----- Task inputs -----
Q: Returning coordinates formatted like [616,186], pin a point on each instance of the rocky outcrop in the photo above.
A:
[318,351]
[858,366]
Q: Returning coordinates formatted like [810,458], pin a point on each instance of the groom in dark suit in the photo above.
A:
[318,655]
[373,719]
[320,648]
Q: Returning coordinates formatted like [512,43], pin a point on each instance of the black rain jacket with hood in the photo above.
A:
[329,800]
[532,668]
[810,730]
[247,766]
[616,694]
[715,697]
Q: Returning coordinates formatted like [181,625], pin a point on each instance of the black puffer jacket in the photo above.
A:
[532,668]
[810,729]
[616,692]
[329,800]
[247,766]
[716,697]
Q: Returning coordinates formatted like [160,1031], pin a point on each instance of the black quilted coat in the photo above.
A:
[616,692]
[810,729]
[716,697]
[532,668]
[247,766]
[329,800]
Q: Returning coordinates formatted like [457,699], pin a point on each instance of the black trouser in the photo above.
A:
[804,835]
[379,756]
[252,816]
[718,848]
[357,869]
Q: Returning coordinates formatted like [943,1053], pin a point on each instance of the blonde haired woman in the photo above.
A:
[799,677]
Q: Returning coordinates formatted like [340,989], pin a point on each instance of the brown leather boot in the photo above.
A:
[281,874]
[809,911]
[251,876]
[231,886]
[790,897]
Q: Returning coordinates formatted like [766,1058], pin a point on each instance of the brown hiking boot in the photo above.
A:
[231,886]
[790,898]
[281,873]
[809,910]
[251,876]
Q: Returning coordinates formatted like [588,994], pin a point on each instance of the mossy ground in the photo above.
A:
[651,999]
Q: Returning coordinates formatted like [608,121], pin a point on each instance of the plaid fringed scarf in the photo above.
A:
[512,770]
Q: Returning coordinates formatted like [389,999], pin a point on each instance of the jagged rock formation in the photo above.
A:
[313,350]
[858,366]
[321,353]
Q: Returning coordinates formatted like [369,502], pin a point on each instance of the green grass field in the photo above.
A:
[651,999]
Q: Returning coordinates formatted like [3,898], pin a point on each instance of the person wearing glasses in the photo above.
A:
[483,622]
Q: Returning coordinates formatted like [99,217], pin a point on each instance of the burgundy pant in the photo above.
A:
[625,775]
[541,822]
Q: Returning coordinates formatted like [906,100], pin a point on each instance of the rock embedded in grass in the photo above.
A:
-----
What the exercise asks
All of the records above should be repeated exactly.

Answer to the problem
Q: Returning coordinates formatted like [616,186], pin a point on each instance of the rocky outcrop in the photo above.
A:
[318,351]
[858,366]
Q: Returning coordinates formatted like [810,458], pin a point on each instance of the groom in dark suit in the photo above.
A:
[318,655]
[373,719]
[320,648]
Q: Returning coordinates formatted like [512,43], pin a point on each instance of the black rain jacket with hood in the photo above.
A:
[329,800]
[532,668]
[810,730]
[247,766]
[616,694]
[715,697]
Q: Returning coordinates formatted like [181,625], pin a point on each instance of the black puffer jacket in the photo above.
A:
[532,668]
[810,729]
[616,692]
[329,800]
[247,766]
[716,697]
Q: Returning coordinates formatted like [160,1031], pin a point on each instance of the black quilted coat in the photo above.
A:
[616,692]
[810,729]
[716,697]
[532,668]
[247,766]
[329,800]
Q: Returning coordinates formatted like [457,699], pin a point on each instance of the black trouser in the photo above.
A:
[804,835]
[379,756]
[252,816]
[718,848]
[357,869]
Q: Returning coordinates formatted like [943,1053], pin a point on each instance of the blonde haired woman in the photo above.
A:
[799,677]
Q: Returning coordinates formatted like [340,989], pin a point on each instance of the brown leather boot in the photo above.
A:
[281,874]
[809,911]
[251,876]
[231,886]
[790,897]
Q: Returning coordinates formatted like [766,1058], pin a point on each instance of the brown hiking boot in the photo above.
A:
[231,886]
[790,898]
[281,873]
[809,910]
[251,876]
Q: Returning coordinates formatted like [588,994], pin a point on each instance of the mossy ground in the photo above.
A:
[651,999]
Q: Returning coordinates formatted like [608,121], pin a point on each instance of the plaid fringed scarf in the photo above.
A:
[512,770]
Q: Returning coordinates formatted like [389,999], pin a point on each instance of the jagged rock formation in the photo above.
A:
[313,350]
[858,366]
[321,353]
Q: Returning coordinates formatted like [369,502], pin a point on each instance of the green grass field in the photo above.
A:
[651,999]
Q: Returning coordinates formatted like [3,898], pin a point on each instance of the person wearing glasses in the photo above.
A:
[483,622]
Q: Returning coordinates formatted like [99,217], pin a point on each instance of the burgundy pant in the photo above.
A:
[625,775]
[541,822]
Q: Returning coordinates formatted like [906,100], pin a point on each instance of the rock embedded in grass in the photo above.
A:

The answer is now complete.